Task objective:
Reproduce the lines below word for word, leaving the picture out of your answer.

* start *

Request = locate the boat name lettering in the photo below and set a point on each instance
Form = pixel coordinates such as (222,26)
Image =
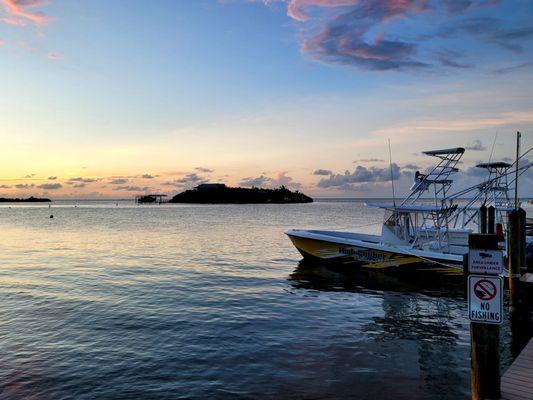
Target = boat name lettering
(366,255)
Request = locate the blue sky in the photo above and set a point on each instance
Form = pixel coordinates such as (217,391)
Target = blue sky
(254,91)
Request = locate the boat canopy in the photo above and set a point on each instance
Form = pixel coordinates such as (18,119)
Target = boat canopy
(454,150)
(498,164)
(407,207)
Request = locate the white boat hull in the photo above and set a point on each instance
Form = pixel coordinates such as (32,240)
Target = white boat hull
(366,250)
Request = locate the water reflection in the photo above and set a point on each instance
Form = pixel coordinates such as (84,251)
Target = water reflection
(421,308)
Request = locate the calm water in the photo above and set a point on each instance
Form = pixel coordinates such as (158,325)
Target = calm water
(189,301)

* end *

Answer in full:
Request = locate the boat name lettering in the photo below and set a point on each instance
Form = pixel coordinates such as (222,26)
Image =
Target = boat name lettering
(366,255)
Request = locate the blue sky in the photo above and set a point on each instance
Form = pixel coordinates such as (217,391)
Target = blue sky
(254,91)
Request = locate the boat canopy in the photo above and set a point on each instance
Form = pixel coordinates such as (18,119)
Target = boat canopy
(454,150)
(498,164)
(407,207)
Request = locate the white boat hull in the photo above and set a point on each instance
Form = pixel coordinates such as (32,240)
Target = white boat hull
(366,250)
Request = locate the water reflection in the photo above and set a point on each instance
Form = pixel coordinates such as (84,251)
Target = water reflection
(421,308)
Request = locate the calm water in the photo above and set a point on each instance
Form = pixel coordinates such as (158,325)
Target = calm water
(189,301)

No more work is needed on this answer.